··· TRECHO DO DOCUMENTO

Homilia da festa de Nossa Senhora do Carmo - Frei Marcos Matsubara, ocd

Comemoramos hoje a festa da padroeira de nossa comunidade: Nossa Senhora do Carmo. Toda festa mariana, isto é, toda festa dedicada em honra à virgem Maria, deve ser necessariamente cristológica. Seria o mesmo que dizer que Maria jamais poderia ser entendida sem a sua relação estreita com seu filho Jesus. Ninguém como Maria viveu esta intimidade com Jesus. Dizia o padre Gouvêa, num dos dias de nossa novena que, quando Maria estava grávida, corria nela o mesmo sangue que o do seu filho. Dentro dela, Maria sentia o pulsar do coração de seu filho. Como pode haver maior sintonia do que isso? De uma mãe que traz no ventre uma nova pessoa que, na verdade, é também um pouco de si mesma?
É claro que nós sabemos que Maria é somente uma criatura e não pode ser igualada a Deus. Mas, sabemos também que dentre tudo o que foi criado por Deus, ela ocupa um lugar especial porque foi escolhida para gerar o próprio Filho de Deus.
Maria é venerada no mundo inteiro (eu disse venerada, não adorada: porque a adoração se deve só a Deus!), mas a Virgem Maria é, como disse, venerada sob diversos títulos: Maria Imaculada, Maria Aparecida, Maria de Fátima, de Lourdes, das Graças, das Dores, do Bom Parto, da Penha, da Boa Viagem...
Em nossa comunidade a conhecemos como Maria do Carmo. A Virgem do Carmelo. A palavra Carmo vem da mesma raiz de Carmelo e Carmelo significa “Jardim florido”.
E não é à toa que a Virgem do Carmo é chamada também de “Flos Carmeli”, isto é, ela é a flor mais bonita do jardim verdejante de Deus.

E por falar em Jardim, vale aqui lembrar em particular de duas passagens bíblicas que acontecem num jardim: A criação do Mundo (que nos fala do Jardim do Éden) e a Paixão de Jesus (que nos fala do Jardim das Oliveiras e de um outro jardim onde Jesus foi sepultado). O que há de comum entre estas duas passagens (a criação e a paixão)? Muitas coisas... mas aqui nos interessa falar do grande amor de Deus que nos criou por amor (criação) e nos remiu (pela paixão) por Jesus confirmando este mesmo amor pelo qual nos criou.

Mas o Jardim que hoje nos interessa de verdade é o Jardim do nosso coração. Assim como o Jardim do Éden, o nosso coração foi criado para ser puro, para experimentar o bem a doçura, o amor... Contudo, deixamos tantas vezes que ele seja invadido pelas ervas daninhas do rancor, da impaciência, da vaidade e do orgulho que sempre sufocam as flores das virtudes que trazemos em nós. E o que era para ser um “jardim florido” (carmelo) acaba se tornando um deserto sem vida.

······
··· REGISTROS FORNECIDOS

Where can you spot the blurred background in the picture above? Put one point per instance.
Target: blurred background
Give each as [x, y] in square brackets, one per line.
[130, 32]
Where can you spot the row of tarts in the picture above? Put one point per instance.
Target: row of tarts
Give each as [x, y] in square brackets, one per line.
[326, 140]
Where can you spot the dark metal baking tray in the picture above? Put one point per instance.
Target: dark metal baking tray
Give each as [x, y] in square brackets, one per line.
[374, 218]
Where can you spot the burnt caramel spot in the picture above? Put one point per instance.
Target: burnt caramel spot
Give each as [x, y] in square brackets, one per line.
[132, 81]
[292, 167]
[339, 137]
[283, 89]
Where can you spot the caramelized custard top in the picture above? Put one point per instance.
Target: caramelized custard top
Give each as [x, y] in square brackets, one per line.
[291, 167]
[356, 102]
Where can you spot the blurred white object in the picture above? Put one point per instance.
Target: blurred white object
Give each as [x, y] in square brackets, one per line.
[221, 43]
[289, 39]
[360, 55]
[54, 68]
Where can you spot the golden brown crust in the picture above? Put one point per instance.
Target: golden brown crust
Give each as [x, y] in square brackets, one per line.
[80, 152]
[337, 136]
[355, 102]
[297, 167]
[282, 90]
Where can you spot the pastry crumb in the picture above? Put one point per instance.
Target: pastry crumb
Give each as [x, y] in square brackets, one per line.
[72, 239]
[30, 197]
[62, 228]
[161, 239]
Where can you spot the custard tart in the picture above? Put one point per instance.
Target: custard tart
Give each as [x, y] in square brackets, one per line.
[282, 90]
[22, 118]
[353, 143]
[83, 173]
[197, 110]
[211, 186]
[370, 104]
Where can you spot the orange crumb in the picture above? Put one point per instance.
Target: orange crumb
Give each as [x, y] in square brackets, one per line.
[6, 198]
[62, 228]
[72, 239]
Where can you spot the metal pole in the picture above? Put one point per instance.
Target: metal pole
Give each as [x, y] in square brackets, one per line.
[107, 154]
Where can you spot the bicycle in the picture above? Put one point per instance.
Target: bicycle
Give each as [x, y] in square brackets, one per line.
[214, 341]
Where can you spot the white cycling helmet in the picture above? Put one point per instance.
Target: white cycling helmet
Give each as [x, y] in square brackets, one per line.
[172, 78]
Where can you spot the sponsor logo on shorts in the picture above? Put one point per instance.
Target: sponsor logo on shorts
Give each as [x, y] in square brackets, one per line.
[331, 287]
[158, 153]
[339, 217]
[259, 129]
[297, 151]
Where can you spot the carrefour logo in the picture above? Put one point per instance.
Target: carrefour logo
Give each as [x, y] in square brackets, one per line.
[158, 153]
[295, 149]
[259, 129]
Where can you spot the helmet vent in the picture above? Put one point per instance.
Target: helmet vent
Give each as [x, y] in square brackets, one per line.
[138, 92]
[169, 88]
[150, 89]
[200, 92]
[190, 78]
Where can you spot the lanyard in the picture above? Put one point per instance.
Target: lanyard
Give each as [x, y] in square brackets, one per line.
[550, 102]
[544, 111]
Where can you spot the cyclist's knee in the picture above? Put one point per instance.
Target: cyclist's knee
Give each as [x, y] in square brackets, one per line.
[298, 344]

······

SUAS TAREFAS:
A - Enumere todas as ervas daninhas que, segundo a homilia, invadem o jardim do nosso coração.
B - Responda, com base na homilia, às perguntas abaixo:
(i) Qual é o significado da palavra Carmelo?
(ii) Quem afirmou, num dos dias da novena, que em Maria grávida corria o mesmo sangue de seu filho?
(iii) A quem se deve a adoração?
C - Retome a homilia sobre Nossa Senhora do Carmo a partir do ponto em que ela termina, mantendo o mesmo tom.

PROBLEMAS RESOLVIDOS:
A - rancor, impaciência, vaidade, orgulho

B -
(i) “Jardim florido”.
(ii) O padre Gouvêa.
(iii) Somente a Deus.

C -
Devemos ser bons jardineiros, cuidar para que o jardim do nosso coração esteja sempre florido com as virtudes que certamente possuímos, mas que por descuido deixamos que tantas vezes seque e morra.

Hoje nossa igreja está enfeitada com diversos escudos do Carmelo. Este escudo contém um simbolismo que muitas pessoas não conhecem. Existem basicamente três elementos na representação deste escudo:
A CRUZ, o MONTE e as ESTRELAS.

A cruz: todo carmelita sabe que não podemos eliminar a cruz do nosso caminho espiritual. Ela faz parte necessária no nosso aprendizado, do nosso amadurecimento espiritual, do caminho que nos leva até Deus (quem não carrega a sua cruz não é digno de Jesus). A cruz, no entanto, não é simplesmente um símbolo de dor e de sofrimento porque não somos masoquistas e não queremos sofrer simplesmente porque achamos que o sofrimento, por si só, nos leva a Deus. Contudo, sabemos que o sofrimento, quando assumido com amor, com generosidade é um caminho de libertação. Há momentos em que devemos evitar os sofrimentos desnecessários; noutros precisamos ser corajosos e assumir certas dores e perdas inevitáveis. Nestas horas seria covardia fugir da cruz (como fizeram os amigos de Jesus que o abandonaram no momento em que ele mais precisava de sua companhia).

O monte representa o Monte Carmelo. E o que o Monte Carmelo significa para nós? Na tradição bíblica todo monte está ligado à intimidade com o Senhor, à vida de oração> No monte Sinai Deus falou com Moisés, no Monte Tabor Jesus se transfigurou, no Monte Carmelo Elias fez uma profunda experiência de Deus....
Os carmelitas devem levar a sério a vida de oração e intimidade com Deus. Não basta apenas trabalhar e agir na comunidade. O nosso agir e o nosso trabalho deve ser motivado por uma intensa vida de oração que vai dar sentido ao serviço que prestamos. Caso contrário, quando surgirem as dificuldades, as decepções e experimentarmos a solidão e o abandono no serviço que prestamos, facilmente vamos desistir porque não há uma vida de oração que dê sentido e suporte durante estas experiências humanas de fracasso.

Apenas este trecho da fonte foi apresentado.